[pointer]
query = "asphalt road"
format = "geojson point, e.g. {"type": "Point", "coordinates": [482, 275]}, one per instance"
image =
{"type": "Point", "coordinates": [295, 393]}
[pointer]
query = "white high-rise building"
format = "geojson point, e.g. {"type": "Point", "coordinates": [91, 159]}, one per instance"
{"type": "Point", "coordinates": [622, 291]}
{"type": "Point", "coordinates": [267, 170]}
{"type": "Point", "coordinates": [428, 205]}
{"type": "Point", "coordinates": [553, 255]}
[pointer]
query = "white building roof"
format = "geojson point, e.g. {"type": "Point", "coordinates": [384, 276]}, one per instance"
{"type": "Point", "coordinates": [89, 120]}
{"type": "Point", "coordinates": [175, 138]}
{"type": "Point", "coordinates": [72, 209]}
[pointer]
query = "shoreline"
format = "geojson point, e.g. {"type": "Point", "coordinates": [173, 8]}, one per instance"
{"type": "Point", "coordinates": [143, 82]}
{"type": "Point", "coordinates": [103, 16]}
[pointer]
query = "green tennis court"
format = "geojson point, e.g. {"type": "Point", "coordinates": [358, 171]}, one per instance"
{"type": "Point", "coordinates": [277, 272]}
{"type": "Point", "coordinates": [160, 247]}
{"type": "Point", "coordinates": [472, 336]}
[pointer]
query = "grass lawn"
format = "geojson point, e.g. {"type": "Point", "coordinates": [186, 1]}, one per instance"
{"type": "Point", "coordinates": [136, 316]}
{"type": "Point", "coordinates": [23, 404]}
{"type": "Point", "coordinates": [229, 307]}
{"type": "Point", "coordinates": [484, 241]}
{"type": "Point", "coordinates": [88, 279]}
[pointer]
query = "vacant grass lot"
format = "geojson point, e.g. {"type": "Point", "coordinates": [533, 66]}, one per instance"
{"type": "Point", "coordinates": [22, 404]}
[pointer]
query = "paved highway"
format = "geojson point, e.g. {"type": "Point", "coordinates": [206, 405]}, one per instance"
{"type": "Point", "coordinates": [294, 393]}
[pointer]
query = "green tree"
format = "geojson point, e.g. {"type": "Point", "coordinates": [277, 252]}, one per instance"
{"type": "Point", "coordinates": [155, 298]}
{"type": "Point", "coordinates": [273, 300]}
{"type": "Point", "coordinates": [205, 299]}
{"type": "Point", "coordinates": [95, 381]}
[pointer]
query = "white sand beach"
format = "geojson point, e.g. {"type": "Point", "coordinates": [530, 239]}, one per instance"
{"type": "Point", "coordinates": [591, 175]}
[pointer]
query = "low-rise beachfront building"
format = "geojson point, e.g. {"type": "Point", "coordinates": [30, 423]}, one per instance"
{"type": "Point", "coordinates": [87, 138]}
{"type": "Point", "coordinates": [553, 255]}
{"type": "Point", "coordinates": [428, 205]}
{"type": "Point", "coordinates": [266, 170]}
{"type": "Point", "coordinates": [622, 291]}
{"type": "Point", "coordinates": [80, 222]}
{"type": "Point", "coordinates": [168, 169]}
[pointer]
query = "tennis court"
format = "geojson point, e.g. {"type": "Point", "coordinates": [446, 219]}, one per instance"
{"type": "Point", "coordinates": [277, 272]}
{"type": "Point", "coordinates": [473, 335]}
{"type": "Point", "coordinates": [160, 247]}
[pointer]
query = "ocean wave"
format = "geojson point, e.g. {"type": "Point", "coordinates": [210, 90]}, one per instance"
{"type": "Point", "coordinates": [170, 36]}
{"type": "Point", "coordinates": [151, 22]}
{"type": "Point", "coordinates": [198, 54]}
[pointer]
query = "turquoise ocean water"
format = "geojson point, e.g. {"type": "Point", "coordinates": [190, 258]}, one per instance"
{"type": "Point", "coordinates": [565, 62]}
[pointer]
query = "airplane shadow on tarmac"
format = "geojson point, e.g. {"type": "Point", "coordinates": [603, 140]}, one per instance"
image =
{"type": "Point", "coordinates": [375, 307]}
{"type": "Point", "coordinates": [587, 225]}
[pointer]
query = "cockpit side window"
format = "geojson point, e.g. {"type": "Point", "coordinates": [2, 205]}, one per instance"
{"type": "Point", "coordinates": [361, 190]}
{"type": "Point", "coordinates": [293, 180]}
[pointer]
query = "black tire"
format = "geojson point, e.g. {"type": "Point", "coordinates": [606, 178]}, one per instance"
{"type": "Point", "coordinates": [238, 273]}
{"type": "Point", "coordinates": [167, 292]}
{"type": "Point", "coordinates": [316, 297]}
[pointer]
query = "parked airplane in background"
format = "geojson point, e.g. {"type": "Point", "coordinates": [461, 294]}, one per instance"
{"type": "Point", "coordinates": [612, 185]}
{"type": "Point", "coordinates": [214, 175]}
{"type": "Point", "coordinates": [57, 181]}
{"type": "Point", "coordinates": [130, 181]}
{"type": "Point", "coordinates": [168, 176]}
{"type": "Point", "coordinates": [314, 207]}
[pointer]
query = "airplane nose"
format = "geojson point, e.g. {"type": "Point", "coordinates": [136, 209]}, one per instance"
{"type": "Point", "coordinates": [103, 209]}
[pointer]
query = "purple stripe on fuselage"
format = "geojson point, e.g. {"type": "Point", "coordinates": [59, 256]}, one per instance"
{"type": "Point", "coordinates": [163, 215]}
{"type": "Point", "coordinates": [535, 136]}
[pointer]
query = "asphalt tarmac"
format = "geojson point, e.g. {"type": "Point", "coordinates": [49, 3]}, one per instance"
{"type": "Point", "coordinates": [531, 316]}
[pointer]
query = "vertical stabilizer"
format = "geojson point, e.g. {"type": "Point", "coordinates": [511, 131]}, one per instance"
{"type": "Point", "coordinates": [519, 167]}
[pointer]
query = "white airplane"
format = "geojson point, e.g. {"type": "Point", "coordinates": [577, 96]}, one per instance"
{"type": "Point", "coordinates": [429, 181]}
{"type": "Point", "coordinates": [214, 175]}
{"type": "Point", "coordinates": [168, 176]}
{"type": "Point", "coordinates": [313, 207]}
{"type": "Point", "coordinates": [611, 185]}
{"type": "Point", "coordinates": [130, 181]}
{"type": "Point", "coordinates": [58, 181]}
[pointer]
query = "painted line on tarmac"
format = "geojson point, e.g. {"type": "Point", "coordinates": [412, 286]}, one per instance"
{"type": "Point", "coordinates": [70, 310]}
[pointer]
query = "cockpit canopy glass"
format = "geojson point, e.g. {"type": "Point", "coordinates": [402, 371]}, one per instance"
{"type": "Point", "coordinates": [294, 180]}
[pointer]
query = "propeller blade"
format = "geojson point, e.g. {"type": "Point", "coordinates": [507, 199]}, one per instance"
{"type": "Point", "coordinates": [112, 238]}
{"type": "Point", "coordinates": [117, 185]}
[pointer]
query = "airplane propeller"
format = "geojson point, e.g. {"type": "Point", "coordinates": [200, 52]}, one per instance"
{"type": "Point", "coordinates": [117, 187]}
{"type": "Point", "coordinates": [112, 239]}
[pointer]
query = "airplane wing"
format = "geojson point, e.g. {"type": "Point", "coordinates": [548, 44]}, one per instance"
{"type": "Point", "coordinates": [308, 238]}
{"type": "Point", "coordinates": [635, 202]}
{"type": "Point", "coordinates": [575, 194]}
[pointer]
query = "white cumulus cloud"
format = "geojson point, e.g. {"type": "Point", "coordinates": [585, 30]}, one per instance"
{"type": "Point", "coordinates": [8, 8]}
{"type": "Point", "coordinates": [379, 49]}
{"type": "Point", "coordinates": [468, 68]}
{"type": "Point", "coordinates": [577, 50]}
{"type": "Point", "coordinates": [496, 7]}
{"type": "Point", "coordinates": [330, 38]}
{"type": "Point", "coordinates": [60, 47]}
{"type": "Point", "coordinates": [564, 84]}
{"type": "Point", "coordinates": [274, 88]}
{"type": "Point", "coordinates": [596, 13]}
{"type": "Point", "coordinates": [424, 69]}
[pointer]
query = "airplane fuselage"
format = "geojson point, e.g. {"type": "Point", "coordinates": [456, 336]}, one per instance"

+++++

# Goal of the exercise
Find each line in the items above that contains the word "rise" and copy it out in full.

# Written solution
query = "white high-rise building"
query = "low-rise beachfront building"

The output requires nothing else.